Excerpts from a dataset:
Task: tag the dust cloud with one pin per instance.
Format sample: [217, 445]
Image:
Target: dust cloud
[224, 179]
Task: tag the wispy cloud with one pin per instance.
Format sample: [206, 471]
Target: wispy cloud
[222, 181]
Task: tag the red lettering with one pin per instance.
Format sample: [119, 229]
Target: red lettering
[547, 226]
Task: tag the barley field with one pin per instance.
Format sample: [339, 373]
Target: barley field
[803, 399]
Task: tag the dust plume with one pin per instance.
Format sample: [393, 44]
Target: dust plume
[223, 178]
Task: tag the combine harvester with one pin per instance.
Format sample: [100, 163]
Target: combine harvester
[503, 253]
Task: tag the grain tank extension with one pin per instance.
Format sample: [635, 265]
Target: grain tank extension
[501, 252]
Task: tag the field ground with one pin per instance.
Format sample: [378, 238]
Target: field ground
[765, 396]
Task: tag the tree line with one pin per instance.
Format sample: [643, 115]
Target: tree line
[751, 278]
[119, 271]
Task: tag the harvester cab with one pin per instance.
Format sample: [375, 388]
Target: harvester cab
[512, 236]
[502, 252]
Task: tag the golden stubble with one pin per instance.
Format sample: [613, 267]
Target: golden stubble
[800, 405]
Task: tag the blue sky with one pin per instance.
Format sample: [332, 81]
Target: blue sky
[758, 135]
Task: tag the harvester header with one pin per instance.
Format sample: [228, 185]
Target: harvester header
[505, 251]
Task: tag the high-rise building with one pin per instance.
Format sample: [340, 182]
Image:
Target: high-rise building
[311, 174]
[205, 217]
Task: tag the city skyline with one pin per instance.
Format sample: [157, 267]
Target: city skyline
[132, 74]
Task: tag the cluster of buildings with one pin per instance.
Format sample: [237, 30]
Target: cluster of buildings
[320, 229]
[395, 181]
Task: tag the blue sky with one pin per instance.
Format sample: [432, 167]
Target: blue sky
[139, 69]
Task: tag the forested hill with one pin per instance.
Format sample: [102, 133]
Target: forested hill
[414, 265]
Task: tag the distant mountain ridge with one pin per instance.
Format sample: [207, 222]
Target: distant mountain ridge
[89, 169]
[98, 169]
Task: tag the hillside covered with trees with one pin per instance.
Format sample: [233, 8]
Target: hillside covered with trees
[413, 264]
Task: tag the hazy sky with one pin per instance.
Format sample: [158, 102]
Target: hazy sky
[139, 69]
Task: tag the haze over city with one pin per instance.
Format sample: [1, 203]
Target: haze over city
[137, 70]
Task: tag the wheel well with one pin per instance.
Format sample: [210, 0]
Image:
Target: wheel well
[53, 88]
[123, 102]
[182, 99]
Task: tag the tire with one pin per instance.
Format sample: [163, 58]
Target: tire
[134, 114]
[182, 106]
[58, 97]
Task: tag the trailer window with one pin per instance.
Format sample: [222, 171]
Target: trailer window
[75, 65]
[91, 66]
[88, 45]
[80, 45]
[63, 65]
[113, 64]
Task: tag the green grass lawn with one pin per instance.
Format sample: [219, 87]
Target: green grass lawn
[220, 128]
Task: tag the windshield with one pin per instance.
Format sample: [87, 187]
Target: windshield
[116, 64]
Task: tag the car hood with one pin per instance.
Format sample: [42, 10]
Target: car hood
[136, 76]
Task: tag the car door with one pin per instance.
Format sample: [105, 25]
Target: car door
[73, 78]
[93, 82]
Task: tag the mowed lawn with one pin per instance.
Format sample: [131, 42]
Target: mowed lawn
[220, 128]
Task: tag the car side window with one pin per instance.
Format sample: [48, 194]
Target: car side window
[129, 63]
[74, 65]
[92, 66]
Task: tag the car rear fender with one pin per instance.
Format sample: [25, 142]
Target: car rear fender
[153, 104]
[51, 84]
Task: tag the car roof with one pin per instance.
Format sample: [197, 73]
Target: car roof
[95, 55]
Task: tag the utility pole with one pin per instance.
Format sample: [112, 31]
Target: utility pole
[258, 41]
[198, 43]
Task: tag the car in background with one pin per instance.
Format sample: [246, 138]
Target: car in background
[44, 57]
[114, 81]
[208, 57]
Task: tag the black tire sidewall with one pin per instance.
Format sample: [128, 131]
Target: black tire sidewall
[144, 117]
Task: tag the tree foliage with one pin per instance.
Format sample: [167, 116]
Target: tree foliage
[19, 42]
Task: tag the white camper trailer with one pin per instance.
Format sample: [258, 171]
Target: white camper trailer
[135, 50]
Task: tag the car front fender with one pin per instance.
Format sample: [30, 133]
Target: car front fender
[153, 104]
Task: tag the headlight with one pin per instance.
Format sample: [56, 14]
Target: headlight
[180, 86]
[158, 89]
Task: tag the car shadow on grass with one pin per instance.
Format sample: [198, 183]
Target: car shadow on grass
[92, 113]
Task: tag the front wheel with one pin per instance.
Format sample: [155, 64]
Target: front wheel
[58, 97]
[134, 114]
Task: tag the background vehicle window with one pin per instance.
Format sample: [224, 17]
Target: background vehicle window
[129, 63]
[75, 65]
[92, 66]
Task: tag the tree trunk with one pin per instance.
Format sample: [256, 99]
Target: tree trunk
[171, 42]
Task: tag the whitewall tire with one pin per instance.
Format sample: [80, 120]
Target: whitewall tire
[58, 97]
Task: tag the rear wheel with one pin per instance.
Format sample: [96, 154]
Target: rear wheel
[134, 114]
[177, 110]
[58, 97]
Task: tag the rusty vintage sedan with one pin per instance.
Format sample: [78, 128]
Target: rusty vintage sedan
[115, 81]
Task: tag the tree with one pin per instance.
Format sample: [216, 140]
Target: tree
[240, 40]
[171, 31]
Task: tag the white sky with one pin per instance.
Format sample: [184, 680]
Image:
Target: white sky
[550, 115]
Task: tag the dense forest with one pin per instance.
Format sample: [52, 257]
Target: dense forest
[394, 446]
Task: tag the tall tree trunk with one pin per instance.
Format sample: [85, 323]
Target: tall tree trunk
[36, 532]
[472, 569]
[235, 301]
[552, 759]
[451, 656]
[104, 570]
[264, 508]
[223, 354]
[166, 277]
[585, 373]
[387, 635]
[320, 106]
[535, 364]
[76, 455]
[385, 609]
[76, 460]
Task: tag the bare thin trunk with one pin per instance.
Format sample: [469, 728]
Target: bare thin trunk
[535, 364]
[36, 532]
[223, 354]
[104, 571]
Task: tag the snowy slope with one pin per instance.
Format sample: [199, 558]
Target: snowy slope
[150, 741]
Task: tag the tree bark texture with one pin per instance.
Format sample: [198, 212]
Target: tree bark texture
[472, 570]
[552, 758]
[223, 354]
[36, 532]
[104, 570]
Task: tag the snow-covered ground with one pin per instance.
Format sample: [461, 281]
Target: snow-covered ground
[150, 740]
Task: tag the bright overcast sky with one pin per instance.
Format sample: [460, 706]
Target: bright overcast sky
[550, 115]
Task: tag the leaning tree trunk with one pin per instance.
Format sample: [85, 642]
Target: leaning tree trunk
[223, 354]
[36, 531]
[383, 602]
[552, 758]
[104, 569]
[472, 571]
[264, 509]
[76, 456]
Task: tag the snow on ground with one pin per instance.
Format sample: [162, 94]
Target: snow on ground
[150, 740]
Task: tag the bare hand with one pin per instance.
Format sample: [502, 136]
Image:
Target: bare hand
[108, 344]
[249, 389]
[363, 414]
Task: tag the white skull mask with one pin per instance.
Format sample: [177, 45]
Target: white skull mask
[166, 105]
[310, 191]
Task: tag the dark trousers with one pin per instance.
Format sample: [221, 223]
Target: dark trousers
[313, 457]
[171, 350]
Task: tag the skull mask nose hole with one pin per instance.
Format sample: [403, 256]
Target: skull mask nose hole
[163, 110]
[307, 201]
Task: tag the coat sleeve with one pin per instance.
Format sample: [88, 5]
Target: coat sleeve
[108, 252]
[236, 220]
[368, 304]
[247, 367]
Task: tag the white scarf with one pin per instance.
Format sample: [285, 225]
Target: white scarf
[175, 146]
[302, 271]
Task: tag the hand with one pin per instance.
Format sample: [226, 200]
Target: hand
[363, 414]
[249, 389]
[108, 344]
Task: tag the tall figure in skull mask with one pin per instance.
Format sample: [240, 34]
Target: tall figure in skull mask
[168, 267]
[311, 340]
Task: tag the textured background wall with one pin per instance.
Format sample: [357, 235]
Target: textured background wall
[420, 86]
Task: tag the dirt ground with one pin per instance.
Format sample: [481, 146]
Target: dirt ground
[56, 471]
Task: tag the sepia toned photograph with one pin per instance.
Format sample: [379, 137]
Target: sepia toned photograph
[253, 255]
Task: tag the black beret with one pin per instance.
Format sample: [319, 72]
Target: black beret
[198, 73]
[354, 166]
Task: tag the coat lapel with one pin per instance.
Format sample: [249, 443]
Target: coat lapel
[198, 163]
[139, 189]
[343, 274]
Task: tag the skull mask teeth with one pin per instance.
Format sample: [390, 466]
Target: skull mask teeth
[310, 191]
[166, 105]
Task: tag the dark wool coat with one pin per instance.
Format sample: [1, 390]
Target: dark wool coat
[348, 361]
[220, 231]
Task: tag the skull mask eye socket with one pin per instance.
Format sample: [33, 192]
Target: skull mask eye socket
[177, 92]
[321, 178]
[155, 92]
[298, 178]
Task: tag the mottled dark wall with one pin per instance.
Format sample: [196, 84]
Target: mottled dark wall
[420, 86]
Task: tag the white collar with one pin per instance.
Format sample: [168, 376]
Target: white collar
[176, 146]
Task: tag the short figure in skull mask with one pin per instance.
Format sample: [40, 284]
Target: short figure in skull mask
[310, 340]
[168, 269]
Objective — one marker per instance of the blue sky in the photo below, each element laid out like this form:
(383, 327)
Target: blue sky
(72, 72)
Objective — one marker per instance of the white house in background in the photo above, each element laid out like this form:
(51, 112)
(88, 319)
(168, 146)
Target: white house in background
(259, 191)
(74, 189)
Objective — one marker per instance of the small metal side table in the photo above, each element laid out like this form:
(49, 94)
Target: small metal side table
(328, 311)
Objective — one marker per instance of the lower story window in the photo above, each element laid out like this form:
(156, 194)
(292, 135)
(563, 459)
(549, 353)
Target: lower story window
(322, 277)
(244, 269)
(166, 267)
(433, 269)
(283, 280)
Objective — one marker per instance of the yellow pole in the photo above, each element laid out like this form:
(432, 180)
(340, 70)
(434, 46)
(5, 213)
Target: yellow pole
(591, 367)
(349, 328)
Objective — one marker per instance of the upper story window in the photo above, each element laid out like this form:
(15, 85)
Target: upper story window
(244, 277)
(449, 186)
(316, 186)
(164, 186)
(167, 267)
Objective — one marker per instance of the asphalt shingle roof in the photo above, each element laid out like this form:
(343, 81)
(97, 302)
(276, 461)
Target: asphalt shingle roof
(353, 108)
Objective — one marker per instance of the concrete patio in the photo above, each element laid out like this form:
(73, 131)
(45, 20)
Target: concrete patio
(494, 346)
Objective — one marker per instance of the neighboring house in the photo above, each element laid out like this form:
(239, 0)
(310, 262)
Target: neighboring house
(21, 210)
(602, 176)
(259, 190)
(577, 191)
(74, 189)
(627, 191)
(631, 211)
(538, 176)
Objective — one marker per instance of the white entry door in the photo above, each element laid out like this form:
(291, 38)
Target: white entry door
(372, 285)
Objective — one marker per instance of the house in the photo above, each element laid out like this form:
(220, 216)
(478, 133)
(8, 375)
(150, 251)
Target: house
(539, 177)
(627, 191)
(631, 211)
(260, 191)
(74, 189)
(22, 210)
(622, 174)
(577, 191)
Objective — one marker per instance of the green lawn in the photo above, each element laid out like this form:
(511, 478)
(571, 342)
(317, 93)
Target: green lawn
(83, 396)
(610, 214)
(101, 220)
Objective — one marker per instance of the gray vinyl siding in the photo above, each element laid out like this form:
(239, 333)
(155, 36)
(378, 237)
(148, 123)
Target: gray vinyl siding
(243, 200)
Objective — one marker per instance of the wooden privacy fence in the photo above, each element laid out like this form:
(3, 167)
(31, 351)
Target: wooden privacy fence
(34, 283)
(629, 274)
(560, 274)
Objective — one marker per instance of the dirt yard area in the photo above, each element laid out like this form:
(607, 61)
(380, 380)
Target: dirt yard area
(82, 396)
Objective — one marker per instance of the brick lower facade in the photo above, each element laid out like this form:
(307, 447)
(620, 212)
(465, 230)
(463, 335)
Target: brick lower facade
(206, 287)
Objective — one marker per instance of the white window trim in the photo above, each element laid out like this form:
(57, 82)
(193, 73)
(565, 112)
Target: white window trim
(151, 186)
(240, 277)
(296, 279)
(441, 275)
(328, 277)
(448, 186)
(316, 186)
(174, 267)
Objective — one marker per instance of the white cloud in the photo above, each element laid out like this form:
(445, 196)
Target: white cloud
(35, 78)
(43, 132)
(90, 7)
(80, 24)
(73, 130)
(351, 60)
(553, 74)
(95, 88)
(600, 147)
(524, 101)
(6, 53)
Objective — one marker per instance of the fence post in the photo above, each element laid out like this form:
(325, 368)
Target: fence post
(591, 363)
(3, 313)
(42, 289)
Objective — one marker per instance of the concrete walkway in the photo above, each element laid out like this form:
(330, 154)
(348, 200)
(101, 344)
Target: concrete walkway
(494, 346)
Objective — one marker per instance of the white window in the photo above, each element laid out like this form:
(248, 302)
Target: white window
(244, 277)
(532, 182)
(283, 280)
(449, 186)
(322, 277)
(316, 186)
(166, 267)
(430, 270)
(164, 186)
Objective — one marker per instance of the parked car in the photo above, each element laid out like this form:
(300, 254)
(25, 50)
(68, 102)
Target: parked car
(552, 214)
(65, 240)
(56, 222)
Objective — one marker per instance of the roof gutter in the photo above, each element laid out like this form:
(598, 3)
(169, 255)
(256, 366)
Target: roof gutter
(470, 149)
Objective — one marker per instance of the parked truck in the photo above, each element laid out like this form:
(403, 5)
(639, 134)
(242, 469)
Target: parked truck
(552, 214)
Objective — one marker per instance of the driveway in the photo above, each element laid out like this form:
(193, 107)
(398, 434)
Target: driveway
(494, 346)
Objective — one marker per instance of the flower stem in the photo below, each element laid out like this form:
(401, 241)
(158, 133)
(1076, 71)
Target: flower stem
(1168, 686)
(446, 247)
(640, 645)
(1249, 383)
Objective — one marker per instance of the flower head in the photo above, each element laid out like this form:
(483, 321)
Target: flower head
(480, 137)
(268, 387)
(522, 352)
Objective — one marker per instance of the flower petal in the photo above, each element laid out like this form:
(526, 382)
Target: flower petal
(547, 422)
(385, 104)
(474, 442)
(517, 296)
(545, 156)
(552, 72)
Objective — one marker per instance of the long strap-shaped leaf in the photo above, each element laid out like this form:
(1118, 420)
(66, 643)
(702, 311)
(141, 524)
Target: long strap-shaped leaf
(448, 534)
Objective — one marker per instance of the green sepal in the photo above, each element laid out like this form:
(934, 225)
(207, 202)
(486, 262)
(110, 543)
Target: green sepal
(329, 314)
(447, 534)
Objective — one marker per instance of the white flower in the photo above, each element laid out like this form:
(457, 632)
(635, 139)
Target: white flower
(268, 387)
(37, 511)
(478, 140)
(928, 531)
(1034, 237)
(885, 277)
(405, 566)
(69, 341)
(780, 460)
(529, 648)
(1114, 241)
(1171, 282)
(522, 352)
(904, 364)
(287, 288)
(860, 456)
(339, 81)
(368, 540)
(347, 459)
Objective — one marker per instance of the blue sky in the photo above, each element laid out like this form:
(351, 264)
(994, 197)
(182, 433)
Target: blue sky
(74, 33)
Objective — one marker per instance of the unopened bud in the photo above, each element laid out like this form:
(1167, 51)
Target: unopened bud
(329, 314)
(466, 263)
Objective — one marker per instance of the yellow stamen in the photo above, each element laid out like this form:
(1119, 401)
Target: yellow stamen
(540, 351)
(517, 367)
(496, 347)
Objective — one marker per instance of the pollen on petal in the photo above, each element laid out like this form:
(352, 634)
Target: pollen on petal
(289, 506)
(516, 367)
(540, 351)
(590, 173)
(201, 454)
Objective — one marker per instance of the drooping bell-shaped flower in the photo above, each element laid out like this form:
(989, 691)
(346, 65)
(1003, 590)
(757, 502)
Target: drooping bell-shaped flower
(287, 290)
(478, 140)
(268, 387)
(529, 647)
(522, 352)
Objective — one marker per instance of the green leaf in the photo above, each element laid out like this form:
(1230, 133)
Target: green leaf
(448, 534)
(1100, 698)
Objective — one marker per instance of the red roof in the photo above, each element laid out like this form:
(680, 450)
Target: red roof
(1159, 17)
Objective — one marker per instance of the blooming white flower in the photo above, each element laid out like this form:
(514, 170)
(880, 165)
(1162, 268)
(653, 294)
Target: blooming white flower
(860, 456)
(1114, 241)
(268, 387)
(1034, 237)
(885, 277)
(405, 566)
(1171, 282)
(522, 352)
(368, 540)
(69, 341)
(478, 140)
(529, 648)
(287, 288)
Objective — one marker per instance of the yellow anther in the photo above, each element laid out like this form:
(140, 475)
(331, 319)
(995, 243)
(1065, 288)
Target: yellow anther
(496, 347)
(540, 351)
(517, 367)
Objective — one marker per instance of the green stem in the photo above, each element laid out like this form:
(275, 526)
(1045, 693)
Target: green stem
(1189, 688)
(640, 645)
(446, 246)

**Activity:** Which lines above run from the one containing "Objective — one marker per instance of the parked truck" to the one containing "Objective — one marker per instance of the flower head"? Give them again exactly, both ends included.

**Answer for the task:**
Objective — one marker per instance of the parked truck in the photo above, each element laid out like this form:
(403, 5)
(639, 134)
(242, 469)
Target: parked truck
(552, 214)
Objective — one marker per instance of the driveway in the photo above, each element laid out like this form:
(193, 107)
(398, 434)
Target: driveway
(494, 346)
Objective — one marker per instance of the flower stem in the photo below, each element laid out like this form:
(401, 241)
(158, 133)
(1076, 71)
Target: flower stem
(1168, 686)
(446, 247)
(640, 645)
(1249, 383)
Objective — one marker per instance of the flower head in the photo above, each element laid out like this form:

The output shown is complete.